*** Excerpt to read ***

First off, I am including a couple of pictures that mortify me and made me quite aware of the weight problem I often denied. I am not sure what my weight was in these photos but I would guess I would around roughly 255ish. I plan to take my first after photo when I hit 50 lbs down.
So I am not sure why the universe keeps shitting on me. Last night I got home from work and my husband was outside with the dog. He looks at car and says I have a flat tire. Yeah that sucks, but it sucks twice as much because I got four new tires two weeks ago. So I call the place I got the tires from, at least there is a warranty. I bring it in this morning and guess what... the rim is busted. So, it is obviously not covered plus the rim for my car is in Indiana and costs $300+. They had an after market rim that would fit but not match... it also cost $90. So... I got the after market rim. My car looks lovely!
I will be going out of town tomorrow and Thursday for a library conference. The eating situation sort of stresses me out. I will bring as much as I can, but I am limited. I still haven't heard back from my surgeon about what time I will be going in on Friday for my surgery. Hopefully it is nice and early in the morning and I can relax the rest of the day.

*** End of Excerpt to read ***
*** Recorded information ***

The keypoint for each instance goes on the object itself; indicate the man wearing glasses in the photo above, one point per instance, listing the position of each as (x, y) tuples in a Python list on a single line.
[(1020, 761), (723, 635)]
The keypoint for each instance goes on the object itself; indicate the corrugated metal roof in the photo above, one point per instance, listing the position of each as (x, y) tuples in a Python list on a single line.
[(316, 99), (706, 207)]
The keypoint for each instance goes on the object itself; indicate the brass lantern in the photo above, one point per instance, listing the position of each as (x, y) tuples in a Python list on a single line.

*** End of Recorded information ***

● Tasks to complete:
**A)** Print the part of the blog post starting at "So I am not" and ending at "car looks lovely!".
**B)** In the blog post, at what amount of weight lost does the writer plan to take the first after photo?
None of these rows has any connection to the blog post.

● Answers for each item:
**A)**
So I am not sure why the universe keeps shitting on me. Last night I got home from work and my husband was outside with the dog. He looks at car and says I have a flat tire. Yeah that sucks, but it sucks twice as much because I got four new tires two weeks ago. So I call the place I got the tires from, at least there is a warranty. I bring it in this morning and guess what... the rim is busted. So, it is obviously not covered plus the rim for my car is in Indiana and costs $300+. They had an after market rim that would fit but not match... it also cost $90. So... I got the after market rim. My car looks lovely!

**B)** At 50 lbs down.